**Source**.
-- BEGIN --

# Forum Home Renovation Heating & Cooling  Small Split System Air Con - Advice Please

## tcns

Hi All,  
I picked up a Mistral 1HP Air Con at Bunnings yesterday for $379 - cheap as chips and comes with a 5 year warranty. I bought it because it was the last one there and I was really still deciding on what to do. (If I change my mind I can get a full refund under their 30 day policy thing)  
My question is has anyone had these or any experience with these ? 
I am just after a small unit for the bedroom of about 14m2. Also 
if any of you have picked up some different brands that you think are better - like all of us here I am half way between broke and too cheap to spend real money - I am looking for value.  
In reality I am sure this unit is only made to go for 5 years so if I got that out of it with some degree of reliability I would be happy otherwise I am open to suggestions  
Thanks in Advance  
Tom

----------


## Mowy

Hi, 
The installation cost is quite a bit so it might not be a bad idea to get a better brand. Also, does it come with all the necessary piping etc for installation? This will set you back $200 or so I think. 
Having said that though, my friend got 3 mistral splits a year ago. He says they work quite well. 
1HP unit will be plenty for a room that size. Anything bigger will actually be overkill.  
Mowy

----------


## tcns

Thanks Mowy, 
It is a full kit so it comes with everything which is good, I have been quoted $450 for install, I don't know how that compares but it seems ok. I am glad to have some feedback from an owner (or at least a mate of one) 
Tom

----------


## marineman

Hi Tom 
My first post. but I have a little experince with splits having installed four units at my place in FNQ.
I don't have any experience with Mistral, but it sounds like a reasonable price. the last units I installed were 2 x LG 9000 Btu 1 each in smaller bedrooms 9m2 each.

-- END --

**Provided data**.

-- BEGIN --

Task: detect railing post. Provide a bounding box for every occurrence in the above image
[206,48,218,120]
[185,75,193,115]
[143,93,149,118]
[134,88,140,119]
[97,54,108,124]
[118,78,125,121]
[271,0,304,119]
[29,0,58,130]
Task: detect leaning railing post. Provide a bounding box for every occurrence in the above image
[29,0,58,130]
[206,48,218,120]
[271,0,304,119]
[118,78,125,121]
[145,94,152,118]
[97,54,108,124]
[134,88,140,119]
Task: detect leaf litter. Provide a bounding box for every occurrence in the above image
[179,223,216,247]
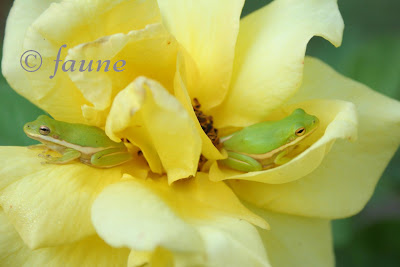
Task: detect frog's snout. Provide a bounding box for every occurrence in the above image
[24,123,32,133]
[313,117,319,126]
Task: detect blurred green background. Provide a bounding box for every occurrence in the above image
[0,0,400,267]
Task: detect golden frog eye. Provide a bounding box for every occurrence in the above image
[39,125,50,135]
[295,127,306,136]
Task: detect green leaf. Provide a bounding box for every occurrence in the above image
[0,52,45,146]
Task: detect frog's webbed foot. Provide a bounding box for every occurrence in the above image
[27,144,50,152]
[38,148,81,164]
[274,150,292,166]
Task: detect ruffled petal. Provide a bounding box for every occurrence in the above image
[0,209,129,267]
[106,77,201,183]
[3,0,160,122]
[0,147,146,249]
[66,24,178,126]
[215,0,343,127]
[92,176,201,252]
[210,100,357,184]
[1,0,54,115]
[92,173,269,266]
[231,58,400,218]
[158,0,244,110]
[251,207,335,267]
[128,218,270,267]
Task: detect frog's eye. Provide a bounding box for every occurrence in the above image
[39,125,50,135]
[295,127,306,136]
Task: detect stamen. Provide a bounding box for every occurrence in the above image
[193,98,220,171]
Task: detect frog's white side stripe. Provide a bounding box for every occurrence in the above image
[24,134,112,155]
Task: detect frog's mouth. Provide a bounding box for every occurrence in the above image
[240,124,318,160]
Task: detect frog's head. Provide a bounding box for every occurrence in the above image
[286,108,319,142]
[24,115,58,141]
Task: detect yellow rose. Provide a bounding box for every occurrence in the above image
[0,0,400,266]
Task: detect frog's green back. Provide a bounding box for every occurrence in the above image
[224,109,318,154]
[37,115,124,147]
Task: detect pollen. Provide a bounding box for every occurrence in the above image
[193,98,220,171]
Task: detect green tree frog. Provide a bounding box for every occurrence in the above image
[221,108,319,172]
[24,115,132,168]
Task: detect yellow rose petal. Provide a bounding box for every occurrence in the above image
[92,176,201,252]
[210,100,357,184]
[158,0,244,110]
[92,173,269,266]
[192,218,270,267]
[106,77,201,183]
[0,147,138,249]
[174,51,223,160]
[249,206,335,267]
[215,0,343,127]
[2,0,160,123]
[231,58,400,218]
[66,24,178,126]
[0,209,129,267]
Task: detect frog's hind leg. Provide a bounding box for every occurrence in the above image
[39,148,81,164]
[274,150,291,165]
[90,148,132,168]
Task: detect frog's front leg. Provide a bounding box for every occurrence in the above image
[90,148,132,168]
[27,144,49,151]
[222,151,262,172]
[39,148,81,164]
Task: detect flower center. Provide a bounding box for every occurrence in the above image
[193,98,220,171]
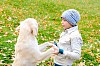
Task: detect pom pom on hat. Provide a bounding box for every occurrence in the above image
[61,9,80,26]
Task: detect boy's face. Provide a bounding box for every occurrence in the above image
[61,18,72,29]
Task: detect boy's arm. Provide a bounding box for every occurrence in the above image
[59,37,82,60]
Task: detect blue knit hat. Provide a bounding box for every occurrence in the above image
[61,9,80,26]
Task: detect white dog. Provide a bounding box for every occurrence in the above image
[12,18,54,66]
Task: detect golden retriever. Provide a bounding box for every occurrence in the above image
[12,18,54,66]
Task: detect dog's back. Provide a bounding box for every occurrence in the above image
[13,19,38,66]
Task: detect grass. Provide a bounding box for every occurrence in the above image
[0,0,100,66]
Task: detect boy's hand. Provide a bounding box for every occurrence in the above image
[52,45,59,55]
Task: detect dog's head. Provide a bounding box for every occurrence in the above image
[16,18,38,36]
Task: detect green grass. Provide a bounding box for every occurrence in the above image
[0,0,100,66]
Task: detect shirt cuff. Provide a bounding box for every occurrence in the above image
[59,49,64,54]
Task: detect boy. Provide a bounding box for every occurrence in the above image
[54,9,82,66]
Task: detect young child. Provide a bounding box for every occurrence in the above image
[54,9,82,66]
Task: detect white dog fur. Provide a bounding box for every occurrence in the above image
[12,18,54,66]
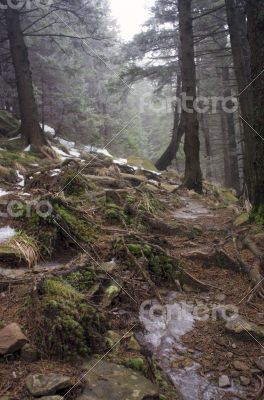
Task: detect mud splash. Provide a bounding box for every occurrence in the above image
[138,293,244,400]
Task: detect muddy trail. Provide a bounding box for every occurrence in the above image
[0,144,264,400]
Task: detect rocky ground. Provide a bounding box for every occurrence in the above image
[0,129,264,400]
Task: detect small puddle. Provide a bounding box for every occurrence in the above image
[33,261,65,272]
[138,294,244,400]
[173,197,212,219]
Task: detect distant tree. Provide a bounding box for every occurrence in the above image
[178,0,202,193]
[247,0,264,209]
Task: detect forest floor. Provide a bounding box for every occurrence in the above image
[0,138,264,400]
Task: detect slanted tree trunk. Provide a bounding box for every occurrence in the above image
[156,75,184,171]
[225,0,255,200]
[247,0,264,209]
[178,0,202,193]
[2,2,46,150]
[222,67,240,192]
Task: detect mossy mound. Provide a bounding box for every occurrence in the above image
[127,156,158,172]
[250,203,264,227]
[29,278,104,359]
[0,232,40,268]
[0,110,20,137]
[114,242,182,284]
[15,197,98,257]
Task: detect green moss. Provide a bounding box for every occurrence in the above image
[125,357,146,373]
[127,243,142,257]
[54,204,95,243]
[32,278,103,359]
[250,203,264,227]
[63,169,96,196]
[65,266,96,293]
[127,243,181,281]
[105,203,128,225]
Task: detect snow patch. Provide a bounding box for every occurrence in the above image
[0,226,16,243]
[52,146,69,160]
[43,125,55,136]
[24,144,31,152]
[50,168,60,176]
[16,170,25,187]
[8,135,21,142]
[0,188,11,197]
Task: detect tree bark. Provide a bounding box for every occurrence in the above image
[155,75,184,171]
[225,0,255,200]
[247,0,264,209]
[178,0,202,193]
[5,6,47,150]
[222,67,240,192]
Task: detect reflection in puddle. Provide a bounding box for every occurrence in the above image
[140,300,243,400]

-- END --

**Objective**. Return the forum thread about the small split system air conditioner in full, word for word.

**Solution**.
# Forum Home Renovation Heating & Cooling  Small Split System Air Con - Advice Please

## tcns

Hi All,  
I picked up a Mistral 1HP Air Con at Bunnings yesterday for $379 - cheap as chips and comes with a 5 year warranty. I bought it because it was the last one there and I was really still deciding on what to do. (If I change my mind I can get a full refund under their 30 day policy thing)  
My question is has anyone had these or any experience with these ? 
I am just after a small unit for the bedroom of about 14m2. Also 
if any of you have picked up some different brands that you think are better - like all of us here I am half way between broke and too cheap to spend real money - I am looking for value.  
In reality I am sure this unit is only made to go for 5 years so if I got that out of it with some degree of reliability I would be happy otherwise I am open to suggestions  
Thanks in Advance  
Tom

----------


## Mowy

Hi, 
The installation cost is quite a bit so it might not be a bad idea to get a better brand. Also, does it come with all the necessary piping etc for installation? This will set you back $200 or so I think. 
Having said that though, my friend got 3 mistral splits a year ago. He says they work quite well. 
1HP unit will be plenty for a room that size. Anything bigger will actually be overkill.  
Mowy

----------


## tcns

Thanks Mowy, 
It is a full kit so it comes with everything which is good, I have been quoted $450 for install, I don't know how that compares but it seems ok. I am glad to have some feedback from an owner (or at least a mate of one) 
Tom

----------


## marineman

Hi Tom 
My first post. but I have a little experince with splits having installed four units at my place in FNQ.
I don't have any experience with Mistral, but it sounds like a reasonable price. the last units I installed were 2 x LG 9000 Btu 1 each in smaller bedrooms 9m2 each.